_Problem statement_: Put the listing below into a JSON list of strings, one string per line and no entries for blank lines. Leave out the pictures.

_Supplied entries_:
******
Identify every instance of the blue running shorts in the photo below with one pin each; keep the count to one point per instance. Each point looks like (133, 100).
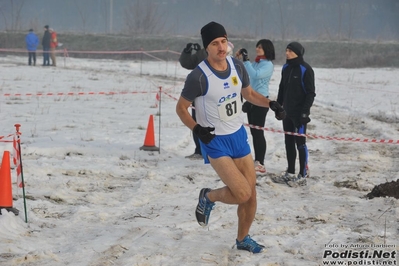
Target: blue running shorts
(234, 145)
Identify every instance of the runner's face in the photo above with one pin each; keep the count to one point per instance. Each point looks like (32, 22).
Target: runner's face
(290, 54)
(259, 50)
(217, 49)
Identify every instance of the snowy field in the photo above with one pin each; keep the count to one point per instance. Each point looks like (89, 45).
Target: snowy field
(94, 198)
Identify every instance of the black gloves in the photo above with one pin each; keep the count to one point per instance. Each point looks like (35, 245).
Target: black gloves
(196, 47)
(190, 46)
(278, 110)
(305, 119)
(204, 133)
(244, 54)
(246, 107)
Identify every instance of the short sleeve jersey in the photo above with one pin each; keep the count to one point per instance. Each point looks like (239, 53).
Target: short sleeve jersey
(217, 95)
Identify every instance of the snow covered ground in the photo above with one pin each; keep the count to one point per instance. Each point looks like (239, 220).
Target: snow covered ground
(95, 198)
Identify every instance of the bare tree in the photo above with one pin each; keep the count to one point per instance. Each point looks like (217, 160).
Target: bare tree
(143, 17)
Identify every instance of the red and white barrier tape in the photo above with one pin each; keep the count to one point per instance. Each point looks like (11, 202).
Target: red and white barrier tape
(73, 93)
(390, 141)
(93, 52)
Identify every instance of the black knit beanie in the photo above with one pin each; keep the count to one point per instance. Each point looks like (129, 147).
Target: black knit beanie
(211, 31)
(297, 48)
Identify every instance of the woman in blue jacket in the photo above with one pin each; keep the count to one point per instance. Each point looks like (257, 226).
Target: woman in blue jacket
(260, 72)
(32, 41)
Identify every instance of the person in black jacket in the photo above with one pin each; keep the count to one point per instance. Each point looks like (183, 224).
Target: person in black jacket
(46, 46)
(296, 94)
(189, 61)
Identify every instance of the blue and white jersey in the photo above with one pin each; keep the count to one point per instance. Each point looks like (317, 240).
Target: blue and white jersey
(220, 105)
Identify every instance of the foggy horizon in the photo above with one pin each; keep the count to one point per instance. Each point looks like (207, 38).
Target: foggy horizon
(341, 20)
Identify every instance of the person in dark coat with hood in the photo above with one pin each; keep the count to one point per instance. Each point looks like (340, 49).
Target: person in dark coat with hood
(296, 94)
(46, 46)
(32, 41)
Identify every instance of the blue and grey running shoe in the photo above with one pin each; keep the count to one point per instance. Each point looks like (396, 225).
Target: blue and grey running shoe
(298, 181)
(250, 245)
(283, 178)
(204, 208)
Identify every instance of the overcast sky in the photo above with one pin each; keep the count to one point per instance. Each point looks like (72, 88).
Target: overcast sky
(273, 19)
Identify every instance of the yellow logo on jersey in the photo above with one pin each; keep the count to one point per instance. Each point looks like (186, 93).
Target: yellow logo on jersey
(235, 81)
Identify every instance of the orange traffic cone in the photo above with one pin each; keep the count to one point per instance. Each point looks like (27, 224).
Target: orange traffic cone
(149, 142)
(5, 184)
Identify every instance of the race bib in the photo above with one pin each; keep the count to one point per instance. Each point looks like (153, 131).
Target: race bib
(229, 110)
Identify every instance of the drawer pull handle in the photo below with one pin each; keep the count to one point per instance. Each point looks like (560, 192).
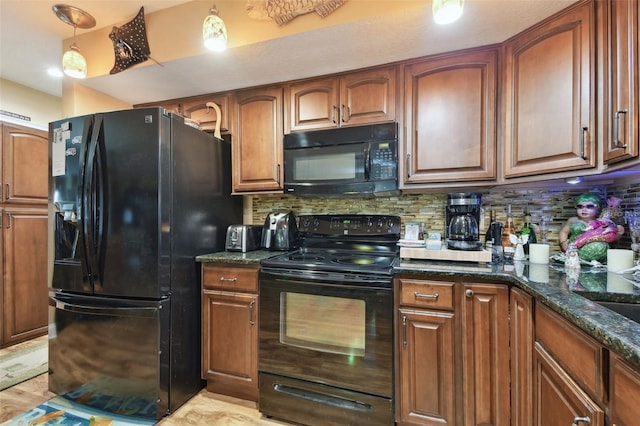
******
_Exercise result_:
[
  "Identify every instance of the blue running shorts in the photo below with one pin each; keep the count to one point per instance. Each point looks like (133, 100).",
  "Target: blue running shorts",
  "(234, 145)",
  "Identify every instance of the runner's face in the photo above with one pin each; keep the count to one point per instance. Each point looks like (32, 22).",
  "Target: runner's face",
  "(290, 54)",
  "(259, 50)",
  "(217, 49)",
  "Identify every instance of the snowy field in the photo above with one pin each; keep the count to one point per instance. Each point looks like (89, 45).",
  "Target: snowy field",
  "(94, 198)",
  "Identify every instance of the black gloves in the photo above with one pin each; keep the count to one point per instance. Each point looks like (35, 245).",
  "Target: black gloves",
  "(196, 47)",
  "(190, 46)",
  "(278, 110)",
  "(305, 119)",
  "(204, 133)",
  "(244, 54)",
  "(246, 107)",
  "Identify every instance of the short sleeve jersey in the photo above with one pin each; keep the count to one point per instance. Each point looks like (239, 53).",
  "Target: short sleeve jersey",
  "(217, 95)",
  "Identify every instance of the snow covered ground in the photo above with one pin each; keep the count to one point per instance. Each point looks like (239, 220).",
  "Target: snow covered ground",
  "(95, 198)",
  "Identify every instance of the bare tree in the photo above with one pin each; keep the count to one point per instance. Each point looks like (217, 160).",
  "Target: bare tree",
  "(143, 17)",
  "Identify every instance of the red and white barrier tape in the photo above with one pin each; keep the count to one point per instance. Each point looks like (11, 202).",
  "Target: red and white barrier tape",
  "(73, 93)",
  "(390, 141)",
  "(93, 52)",
  "Identify every instance of the black knit beanie in the photo above with one pin each; keep the count to one point per instance. Each point looks like (129, 147).",
  "Target: black knit beanie",
  "(211, 31)",
  "(297, 48)",
  "Identify every instance of the woman in blue jacket in the photo above with one pin each; keep the count to one point per instance. Each point looks like (257, 226).",
  "Target: woman in blue jacket",
  "(260, 72)",
  "(32, 41)",
  "Identify every instance of the person in black jacket in the photo above with one pin each; keep the count to one point per instance. Each point looks like (183, 224).",
  "Target: person in black jacket",
  "(46, 46)",
  "(296, 94)",
  "(189, 61)",
  "Identify every instance of the blue and white jersey in the photo above with one pin each; keep the count to one point per instance. Each point looks like (317, 240).",
  "Target: blue and white jersey",
  "(220, 105)",
  "Identify every instance of the foggy horizon in the photo above with one pin each; keep the count to one point per instance. Each point looks like (207, 38).",
  "Target: foggy horizon",
  "(341, 20)",
  "Identify every instance of the person in dark coat with hood in the photo above with one pin each; keep the count to one point per instance. Each point looks like (340, 49).",
  "Target: person in dark coat with hood",
  "(296, 94)",
  "(46, 46)",
  "(32, 41)",
  "Identify every instance of the blue and grey running shoe in the photo above with one pin each; keep the count to one point per instance. Each point looks like (396, 225).",
  "Target: blue and grey running shoe",
  "(298, 181)",
  "(250, 245)",
  "(283, 178)",
  "(204, 208)",
  "Identify every instance of the overcast sky in the photo above with one pin each; keep the count to one point per instance. Each point looks like (72, 88).",
  "Target: overcast sky",
  "(273, 19)",
  "Identify every instance of the yellow logo on jersey in the photo above with one pin each; keep the count to one point per instance. Each point looks like (186, 93).",
  "Target: yellow logo on jersey",
  "(235, 81)",
  "Identify every instance of the orange traffic cone in the photo above with one pin each; keep the count to one point per instance. Each point looks like (27, 224).",
  "Target: orange traffic cone",
  "(149, 142)",
  "(5, 184)",
  "Identify every instance of the race bib in the photo above with one pin each; keep the count to one point per instance. Each point looks like (153, 131).",
  "Target: race bib",
  "(229, 110)",
  "Identify every instance of the drawer pull handle in the photo below with one pin each; keep the count to one point per instance. Each point looks like (560, 192)."
]